[Dataset items]
....
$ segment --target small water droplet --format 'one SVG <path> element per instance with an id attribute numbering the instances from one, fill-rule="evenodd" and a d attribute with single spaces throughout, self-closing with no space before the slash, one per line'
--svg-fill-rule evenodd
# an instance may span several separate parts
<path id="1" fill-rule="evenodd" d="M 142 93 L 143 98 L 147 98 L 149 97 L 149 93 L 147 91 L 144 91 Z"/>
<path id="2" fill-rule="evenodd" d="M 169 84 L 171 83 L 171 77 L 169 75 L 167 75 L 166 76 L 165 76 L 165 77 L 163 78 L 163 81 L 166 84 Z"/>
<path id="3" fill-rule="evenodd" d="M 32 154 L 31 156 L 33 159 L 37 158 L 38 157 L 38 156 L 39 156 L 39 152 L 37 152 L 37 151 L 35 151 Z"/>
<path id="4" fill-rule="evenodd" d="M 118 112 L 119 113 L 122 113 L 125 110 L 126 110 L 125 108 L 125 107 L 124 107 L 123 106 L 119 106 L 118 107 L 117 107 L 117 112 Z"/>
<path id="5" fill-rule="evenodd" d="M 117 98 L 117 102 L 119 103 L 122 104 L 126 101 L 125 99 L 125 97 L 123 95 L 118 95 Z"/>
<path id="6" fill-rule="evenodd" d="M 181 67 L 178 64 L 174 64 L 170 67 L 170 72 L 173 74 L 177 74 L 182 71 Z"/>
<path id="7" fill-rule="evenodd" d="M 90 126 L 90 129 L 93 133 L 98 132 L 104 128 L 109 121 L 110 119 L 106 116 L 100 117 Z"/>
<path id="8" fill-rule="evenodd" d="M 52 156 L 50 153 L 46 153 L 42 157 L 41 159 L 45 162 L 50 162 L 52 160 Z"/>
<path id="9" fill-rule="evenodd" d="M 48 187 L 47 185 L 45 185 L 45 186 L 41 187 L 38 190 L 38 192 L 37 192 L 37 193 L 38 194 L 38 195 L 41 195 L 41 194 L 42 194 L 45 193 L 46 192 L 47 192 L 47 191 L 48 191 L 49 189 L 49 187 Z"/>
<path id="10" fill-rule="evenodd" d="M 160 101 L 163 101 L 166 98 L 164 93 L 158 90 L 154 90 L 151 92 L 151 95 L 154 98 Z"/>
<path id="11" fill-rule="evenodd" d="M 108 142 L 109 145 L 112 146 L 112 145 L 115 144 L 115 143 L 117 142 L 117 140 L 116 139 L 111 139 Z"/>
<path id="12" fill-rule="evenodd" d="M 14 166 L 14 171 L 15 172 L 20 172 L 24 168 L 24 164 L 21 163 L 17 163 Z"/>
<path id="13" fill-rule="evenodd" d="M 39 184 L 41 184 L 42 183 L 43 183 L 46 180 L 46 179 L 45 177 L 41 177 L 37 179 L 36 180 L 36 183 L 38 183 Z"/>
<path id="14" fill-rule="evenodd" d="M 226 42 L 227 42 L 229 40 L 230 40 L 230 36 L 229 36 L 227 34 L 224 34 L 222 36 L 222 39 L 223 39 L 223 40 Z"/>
....
### WRITTEN PROBLEM
Reproduce these lines exactly as they appear, covering every item from start to finish.

### SOLUTION
$ segment --target small water droplet --format 'one SVG <path> element per instance with an id attribute numbering the instances from one, fill-rule="evenodd" and a d attribute with single spaces throughout, self-closing with no space before the slash, one per line'
--svg-fill-rule evenodd
# an instance may span several separate parts
<path id="1" fill-rule="evenodd" d="M 142 93 L 143 98 L 147 98 L 149 97 L 149 93 L 147 91 L 144 91 Z"/>
<path id="2" fill-rule="evenodd" d="M 169 84 L 171 83 L 171 77 L 169 75 L 167 75 L 166 76 L 165 76 L 165 77 L 163 78 L 163 81 L 166 84 Z"/>
<path id="3" fill-rule="evenodd" d="M 32 154 L 31 156 L 33 159 L 37 158 L 38 157 L 38 156 L 39 156 L 39 152 L 37 152 L 37 151 L 35 151 Z"/>
<path id="4" fill-rule="evenodd" d="M 118 112 L 119 113 L 122 113 L 125 110 L 126 110 L 125 108 L 125 107 L 124 107 L 123 106 L 119 106 L 118 107 L 117 107 L 117 112 Z"/>
<path id="5" fill-rule="evenodd" d="M 117 98 L 117 102 L 119 103 L 122 104 L 126 101 L 125 99 L 125 97 L 123 95 L 118 95 Z"/>
<path id="6" fill-rule="evenodd" d="M 181 67 L 178 64 L 174 64 L 170 67 L 170 72 L 173 74 L 177 74 L 182 71 Z"/>
<path id="7" fill-rule="evenodd" d="M 90 126 L 90 129 L 93 133 L 98 132 L 104 128 L 109 121 L 110 119 L 106 116 L 100 117 Z"/>
<path id="8" fill-rule="evenodd" d="M 52 156 L 50 153 L 46 153 L 42 157 L 41 159 L 45 162 L 50 162 L 52 160 Z"/>
<path id="9" fill-rule="evenodd" d="M 48 187 L 47 185 L 45 185 L 45 186 L 41 187 L 38 190 L 38 192 L 37 192 L 37 193 L 38 194 L 38 195 L 41 195 L 41 194 L 42 194 L 45 193 L 46 192 L 47 192 L 47 191 L 48 191 L 49 189 L 49 187 Z"/>
<path id="10" fill-rule="evenodd" d="M 160 101 L 163 101 L 166 98 L 164 93 L 158 90 L 154 90 L 151 92 L 151 95 L 154 98 Z"/>
<path id="11" fill-rule="evenodd" d="M 108 142 L 109 145 L 112 146 L 112 145 L 115 144 L 115 143 L 117 142 L 117 140 L 116 139 L 111 139 Z"/>
<path id="12" fill-rule="evenodd" d="M 14 166 L 14 171 L 15 172 L 20 172 L 24 168 L 24 164 L 21 163 L 17 163 Z"/>
<path id="13" fill-rule="evenodd" d="M 39 184 L 41 184 L 42 183 L 43 183 L 46 180 L 46 179 L 45 177 L 41 177 L 37 179 L 36 180 L 36 183 L 38 183 Z"/>
<path id="14" fill-rule="evenodd" d="M 226 42 L 227 42 L 229 40 L 230 40 L 230 36 L 229 36 L 227 34 L 224 34 L 222 36 L 222 39 L 223 39 L 223 40 Z"/>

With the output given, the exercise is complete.